Weird?

Now that the wretched sitzbad is gone, I finally found someone to finish the shower in our little country place. The well has not been run in a long time, and it’s summer and water levels are down, and what’s coming out now is pretty sulfurous and brown and nasty, so for mixing cement I have been taking water from here in 6-liter Salus water bottles which I gather when I can from the recycling containers. They’ve been scarce lately for some reason.

Cut to this morning, reading Clif High’s extension of Bloom’s Taxonomy…OK, here’s an excerpt:

A significant difference is that Bloom ended his context on thinking with meta-cognition as an active tool, used on occasion to ‘tune’ your thinking about how to learn. He did not conceive of meta-cognition as an active, on-going, self analytical, in real time self monitoring, developing perpetual state of process. Thus in Bloom’s model, such humans as display psychic or ‘enlightenment’ abilities are completely excluded. In my model they are merely expressions of higher order thinking that is always, continuing, and continuously seeking to manifest at more advanced levels.

Then I walked to the feria (street market) past the recycling containers, only to see something I’ve never seen before.

Someone had actually tied a bunch of empty 6-liter Salus bottles to the outside of one of them, just in case someone was needing a bunch of them…?

Never ceases to amaze

I had to pick up some lumber the other day, and couldn’t help—again—be amazed at some of what’s on display. In this case, a 1″ x 20″ (yes, two-oh) 12-foot clear pine board. (Alas, I didn’t ask its cost.)

_DATA LINES_

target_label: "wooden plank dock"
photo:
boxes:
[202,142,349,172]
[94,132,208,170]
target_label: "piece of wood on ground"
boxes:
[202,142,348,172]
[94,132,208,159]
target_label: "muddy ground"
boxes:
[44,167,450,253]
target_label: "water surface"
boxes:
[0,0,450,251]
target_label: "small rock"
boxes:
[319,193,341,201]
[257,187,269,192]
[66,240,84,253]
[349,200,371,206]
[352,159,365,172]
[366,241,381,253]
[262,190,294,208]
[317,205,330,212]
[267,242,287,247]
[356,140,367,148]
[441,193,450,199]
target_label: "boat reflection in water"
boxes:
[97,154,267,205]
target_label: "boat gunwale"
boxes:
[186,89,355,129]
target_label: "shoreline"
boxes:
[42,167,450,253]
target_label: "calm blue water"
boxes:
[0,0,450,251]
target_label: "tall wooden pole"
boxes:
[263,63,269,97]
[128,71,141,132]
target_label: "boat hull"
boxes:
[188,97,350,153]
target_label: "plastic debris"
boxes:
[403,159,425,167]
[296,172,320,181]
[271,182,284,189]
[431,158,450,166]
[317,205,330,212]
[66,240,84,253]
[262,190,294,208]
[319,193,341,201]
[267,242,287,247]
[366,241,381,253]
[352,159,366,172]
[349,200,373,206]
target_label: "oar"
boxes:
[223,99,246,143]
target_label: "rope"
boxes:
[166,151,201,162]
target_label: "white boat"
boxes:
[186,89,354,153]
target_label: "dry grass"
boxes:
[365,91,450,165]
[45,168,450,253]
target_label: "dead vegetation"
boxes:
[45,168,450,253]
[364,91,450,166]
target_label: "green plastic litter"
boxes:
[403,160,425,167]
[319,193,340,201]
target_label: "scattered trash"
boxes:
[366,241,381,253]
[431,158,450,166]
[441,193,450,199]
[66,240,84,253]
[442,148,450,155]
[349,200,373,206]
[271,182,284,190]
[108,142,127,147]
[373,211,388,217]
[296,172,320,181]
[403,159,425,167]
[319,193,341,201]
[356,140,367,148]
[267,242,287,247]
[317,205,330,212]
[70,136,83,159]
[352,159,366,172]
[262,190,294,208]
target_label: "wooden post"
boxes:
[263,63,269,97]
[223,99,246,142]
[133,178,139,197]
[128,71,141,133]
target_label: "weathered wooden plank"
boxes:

_REQUIREMENT 1_
Answer these about the blog post:
(a) What size were the Salus water bottles used for mixing cement?
(b) What had someone tied to the outside of one of the recycling containers?
(c) How long was the clear pine board?
_REQUIREMENT 2_
Carry on the blog post about the shower, the Salus bottles and the pine board from where it stops.

_WRITTEN RESPONSE 1_
(a) 6 liters.
(b) A bunch of empty 6-liter Salus bottles.
(c) 12 feet.

_WRITTEN RESPONSE 2_
Flash back to Home Depot, over 20 years ago, searching for bargain 2x4s that weren’t totally bent and twisted and full of knots….

Coke Zero

Yesterday saw an almost-heroic purge of 16 years of acquired workshop/play space flotsam—small coils of wire, plumbing fixtures I’ll never use, lookalike Argentine electrical fixtures that don’t play well with Uruguayan counterparts, hardware oddities carefully saved over the years because of course.

Between a weedeater and dog food, I was up to three freebie promotional beach umbrellas which, despite appearance, have never had any real use. And certainly not recently.

So I posted them as giveaways on our neighborhood Whatsapp group. Our neighbor Álvaro immediately claimed one, and someone else said her daughter would love to have one and she’d be here to pick it up in un ratito, which means “a little while” in English, which means maybe an hour and a half in Uruguay.

When she arrived, she was thrilled with the brand new umbrella (with the name of some dog food I’d never heard of—where does this stuff come from?), and held out as a thank you a cold 1.5 liter bottle of Coke Zero.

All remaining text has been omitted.